Start

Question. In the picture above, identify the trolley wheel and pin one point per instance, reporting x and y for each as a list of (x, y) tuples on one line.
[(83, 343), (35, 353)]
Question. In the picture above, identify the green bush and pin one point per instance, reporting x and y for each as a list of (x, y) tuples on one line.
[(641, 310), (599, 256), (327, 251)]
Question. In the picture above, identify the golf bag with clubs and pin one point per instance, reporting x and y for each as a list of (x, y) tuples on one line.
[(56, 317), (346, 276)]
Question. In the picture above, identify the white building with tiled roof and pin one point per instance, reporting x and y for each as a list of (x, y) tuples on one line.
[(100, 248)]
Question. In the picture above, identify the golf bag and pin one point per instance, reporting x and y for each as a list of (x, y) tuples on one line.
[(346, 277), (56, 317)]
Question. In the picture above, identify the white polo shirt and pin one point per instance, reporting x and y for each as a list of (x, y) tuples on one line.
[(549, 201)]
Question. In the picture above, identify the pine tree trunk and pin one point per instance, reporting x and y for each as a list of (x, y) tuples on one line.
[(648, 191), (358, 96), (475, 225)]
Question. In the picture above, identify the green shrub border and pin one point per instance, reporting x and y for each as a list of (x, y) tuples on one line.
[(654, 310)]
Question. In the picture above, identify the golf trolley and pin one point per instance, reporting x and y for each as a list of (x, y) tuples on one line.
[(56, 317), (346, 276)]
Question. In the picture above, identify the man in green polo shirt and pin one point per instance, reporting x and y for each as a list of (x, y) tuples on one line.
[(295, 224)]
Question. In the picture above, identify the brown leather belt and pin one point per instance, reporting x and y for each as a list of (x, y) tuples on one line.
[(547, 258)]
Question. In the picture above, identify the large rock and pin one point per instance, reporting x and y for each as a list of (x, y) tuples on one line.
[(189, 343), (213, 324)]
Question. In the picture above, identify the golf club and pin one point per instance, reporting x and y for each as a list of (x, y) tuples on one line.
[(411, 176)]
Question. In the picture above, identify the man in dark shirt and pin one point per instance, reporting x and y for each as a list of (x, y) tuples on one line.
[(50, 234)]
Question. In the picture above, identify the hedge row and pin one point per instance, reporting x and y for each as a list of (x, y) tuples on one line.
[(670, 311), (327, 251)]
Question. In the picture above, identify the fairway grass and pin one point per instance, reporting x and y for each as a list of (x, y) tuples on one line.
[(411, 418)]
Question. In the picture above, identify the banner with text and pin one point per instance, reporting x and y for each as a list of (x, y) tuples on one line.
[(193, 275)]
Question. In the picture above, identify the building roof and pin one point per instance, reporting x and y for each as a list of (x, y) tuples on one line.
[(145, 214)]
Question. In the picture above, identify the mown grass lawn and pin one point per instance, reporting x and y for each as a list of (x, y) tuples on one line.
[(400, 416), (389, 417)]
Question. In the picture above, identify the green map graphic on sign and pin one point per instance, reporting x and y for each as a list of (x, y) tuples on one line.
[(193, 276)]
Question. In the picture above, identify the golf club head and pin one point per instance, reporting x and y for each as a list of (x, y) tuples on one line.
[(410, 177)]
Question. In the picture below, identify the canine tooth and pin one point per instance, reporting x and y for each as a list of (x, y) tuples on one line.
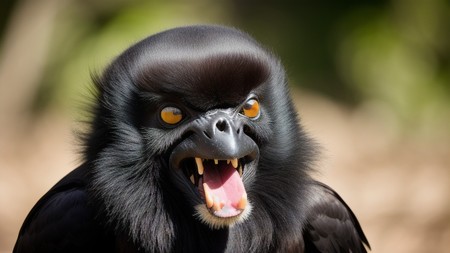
[(243, 202), (234, 162), (200, 167), (208, 198)]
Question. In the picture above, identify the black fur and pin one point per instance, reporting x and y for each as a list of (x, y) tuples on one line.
[(125, 198)]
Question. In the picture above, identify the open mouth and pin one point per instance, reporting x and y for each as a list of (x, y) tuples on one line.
[(219, 183)]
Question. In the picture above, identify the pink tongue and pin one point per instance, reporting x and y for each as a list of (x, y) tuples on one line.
[(225, 184)]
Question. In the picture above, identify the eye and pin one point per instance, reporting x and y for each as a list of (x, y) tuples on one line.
[(171, 115), (251, 108)]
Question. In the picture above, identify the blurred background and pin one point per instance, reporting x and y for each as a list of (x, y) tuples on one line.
[(371, 80)]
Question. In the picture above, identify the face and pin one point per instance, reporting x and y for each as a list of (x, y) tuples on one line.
[(204, 110)]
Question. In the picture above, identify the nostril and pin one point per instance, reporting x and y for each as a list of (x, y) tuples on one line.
[(207, 134), (221, 125)]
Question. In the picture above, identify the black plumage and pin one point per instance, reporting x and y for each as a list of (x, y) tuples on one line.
[(194, 146)]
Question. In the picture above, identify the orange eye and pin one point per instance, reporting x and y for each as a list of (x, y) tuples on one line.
[(251, 108), (171, 115)]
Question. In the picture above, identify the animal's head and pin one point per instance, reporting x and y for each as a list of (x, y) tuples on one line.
[(198, 115)]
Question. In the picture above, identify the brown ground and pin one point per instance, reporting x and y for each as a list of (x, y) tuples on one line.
[(398, 189)]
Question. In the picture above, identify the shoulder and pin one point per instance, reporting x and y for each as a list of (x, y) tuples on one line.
[(331, 225), (61, 221)]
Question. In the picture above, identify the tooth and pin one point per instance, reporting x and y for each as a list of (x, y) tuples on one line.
[(218, 205), (234, 162), (208, 198), (243, 202), (199, 163)]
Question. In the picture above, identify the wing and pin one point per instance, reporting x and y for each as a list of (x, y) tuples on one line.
[(61, 221), (331, 225)]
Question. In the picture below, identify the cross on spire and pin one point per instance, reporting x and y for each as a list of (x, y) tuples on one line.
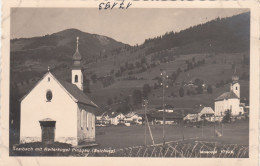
[(77, 43)]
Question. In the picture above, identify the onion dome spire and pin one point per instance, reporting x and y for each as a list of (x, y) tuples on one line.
[(77, 57), (235, 77)]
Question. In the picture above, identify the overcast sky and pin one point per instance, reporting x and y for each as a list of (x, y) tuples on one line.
[(129, 26)]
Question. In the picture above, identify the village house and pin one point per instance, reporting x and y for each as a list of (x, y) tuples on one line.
[(55, 110), (230, 100), (133, 117), (103, 119), (116, 118), (168, 108)]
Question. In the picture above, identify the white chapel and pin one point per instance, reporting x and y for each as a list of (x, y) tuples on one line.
[(230, 100), (58, 111)]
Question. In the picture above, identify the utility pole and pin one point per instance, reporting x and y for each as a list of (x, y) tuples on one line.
[(183, 125), (147, 124), (202, 128), (164, 77), (214, 125), (145, 104)]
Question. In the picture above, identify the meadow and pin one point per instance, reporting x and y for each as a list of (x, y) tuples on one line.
[(123, 136)]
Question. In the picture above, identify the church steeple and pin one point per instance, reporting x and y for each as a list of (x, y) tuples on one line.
[(77, 76)]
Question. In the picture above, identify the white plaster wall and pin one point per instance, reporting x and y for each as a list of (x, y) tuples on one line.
[(222, 106), (62, 109), (236, 89), (79, 84), (233, 104)]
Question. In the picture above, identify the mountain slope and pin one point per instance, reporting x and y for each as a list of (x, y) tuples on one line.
[(61, 45)]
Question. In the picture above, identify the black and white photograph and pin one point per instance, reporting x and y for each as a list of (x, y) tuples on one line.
[(131, 82)]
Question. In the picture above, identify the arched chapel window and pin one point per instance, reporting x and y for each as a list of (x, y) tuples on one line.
[(76, 78), (49, 95)]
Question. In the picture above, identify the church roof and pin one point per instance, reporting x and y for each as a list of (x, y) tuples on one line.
[(77, 56), (227, 95)]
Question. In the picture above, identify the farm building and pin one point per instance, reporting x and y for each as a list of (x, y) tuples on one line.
[(116, 118), (168, 108), (230, 100), (170, 117), (55, 110), (103, 119), (132, 117), (199, 114)]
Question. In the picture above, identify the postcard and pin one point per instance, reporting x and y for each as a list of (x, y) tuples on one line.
[(130, 82)]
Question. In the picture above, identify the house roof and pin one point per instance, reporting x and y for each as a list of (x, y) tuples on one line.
[(207, 110), (227, 95), (172, 115)]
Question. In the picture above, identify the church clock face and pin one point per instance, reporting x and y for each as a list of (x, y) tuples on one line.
[(49, 95)]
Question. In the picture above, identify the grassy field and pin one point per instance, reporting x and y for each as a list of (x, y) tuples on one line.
[(122, 136)]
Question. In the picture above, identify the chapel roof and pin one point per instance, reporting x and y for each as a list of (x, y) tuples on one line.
[(77, 93), (72, 89), (227, 95)]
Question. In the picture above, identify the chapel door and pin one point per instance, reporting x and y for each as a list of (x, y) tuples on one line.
[(48, 130)]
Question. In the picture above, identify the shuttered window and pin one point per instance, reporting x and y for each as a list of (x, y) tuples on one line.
[(87, 120), (81, 118), (93, 121)]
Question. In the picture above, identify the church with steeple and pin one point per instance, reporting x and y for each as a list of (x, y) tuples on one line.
[(58, 111), (230, 100)]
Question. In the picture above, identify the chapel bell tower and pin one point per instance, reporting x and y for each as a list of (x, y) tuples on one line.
[(235, 86), (77, 76)]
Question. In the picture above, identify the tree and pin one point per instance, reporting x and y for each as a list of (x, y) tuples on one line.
[(188, 92), (146, 90), (86, 85), (137, 96), (199, 89), (181, 92), (209, 89)]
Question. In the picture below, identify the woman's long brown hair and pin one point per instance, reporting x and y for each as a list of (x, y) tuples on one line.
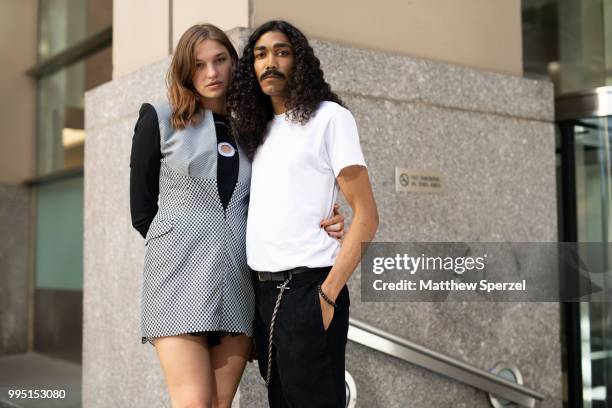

End

## STATED TASK
Give back each row above that contains the string "chapel". Case matters.

## ANSWER TO THIS EXERCISE
Question. In the picture above, identify the white chapel and pin one point per instance, reporting x and y for each as a list of (x, y) tuples on one line.
Question. In the picture above, identify the arched chapel window and pin one point per instance, reporting x and y for each as a list of (x, y) tuples on one line.
Question. In the picture above, identify the chapel roof and pin one point per instance, reporting x and y for each as a list of (x, y) tuples on one line.
Question. In the picture above, identify the chapel door and pin one point per instance, reporting x and y for each as a list of (x, y) tuples on one line.
Question. In the picture above, identify the chapel bell tower and pin one point per instance, reporting x and y for each as a list of (x, y) tuples on one line.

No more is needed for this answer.